* _WHAT THE TASK ASKS_
In the report below on the cauda equina syndrome case, at which hospital did the private surgery take place in April?

* _TEXT UNDER STUDY_
Content starts

Health board’s contribution to damages award assessed at zero in cauda equina syndrome case

Health board's contribution to damages award assessed at zero in cauda equina syndrome case

A health board that admitted liability to a patient jointly with a private doctor for serious personal injuries suffered by her has had its contribution for the award of £2.8 million damages assessed at zero per cent, with the doctor bearing 100 per cent.

Carolyn Almond-Roots attended the accident and emergency department of Ninewells Hospital in February 2013 complaining of pain and numbness in the leg and buttocks.

Acting in the course of his employment with Tayside Health Board, Professor Muftah Salem Eljamel ought to have recognised the potential for damage to the patient’s lower spinal cord (cauda equina syndrome) and arranged for an urgent MRI scan. Had he done so, the hospital admitted, it would have been carried out within 48 hours and surgery would have followed. It was also admitted that the legal presumption that such surgery would have been carried out competently meant that the patient would have made a full or near-full recovery.

Instead, the neurosurgeon arranged routine follow-up with the MRI being carried out some time later and showing a requirement for surgery. The surgery took place in April at Fernbrae Hospital, a private hospital which has since closed down. On behalf of the surgeon it was admitted that after surgery the patient’s condition worsened and, instead of arranging an emergency scan, nothing effective was done for three days after which time an MRI performed back at Ninewells disclosed permanent serious damage.

The defenders jointly settled with the pursuer for over £2,800,000 but could not agree an apportionment between them in accordance with the Law Reform (Miscellaneous Provisions) (Scotland) Act 1940, section 3(1) which gives power to the court to apportion liability between “joint wrongdoers”. On behalf of the doctor in his private capacity, the court was asked to split liability equally. The health board argued it should be apportioned 100 per cent to the doctor and zero per cent to it.

After a proof at which all evidence had been agreed by joint minute, Lord Uist issued a 32-page opinion in which he considered the tests of moral blameworthiness and causative potency.

Content ends

* _DATA BELOW_

Content starts

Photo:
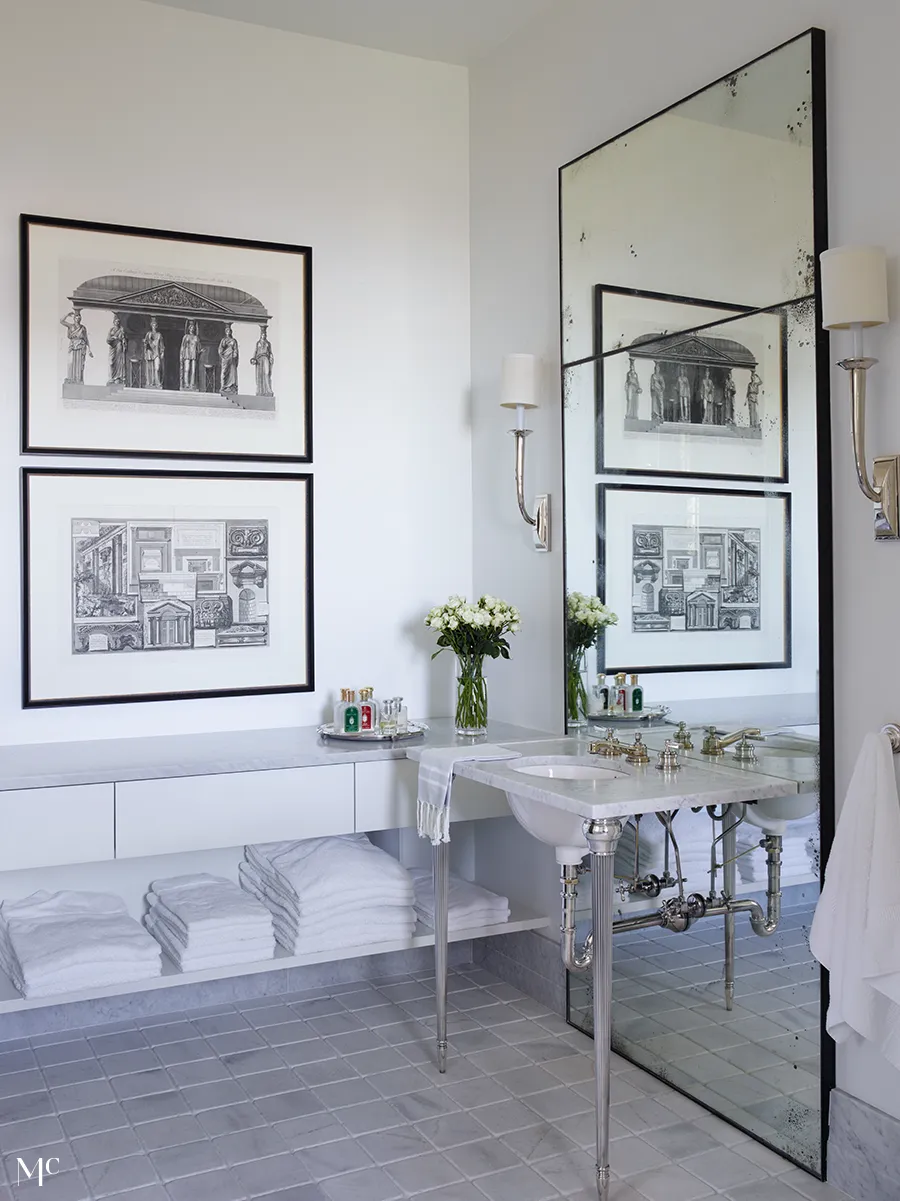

Content ends

* _SOLUTION_
Fernbrae Hospital, a private hospital that has since closed down.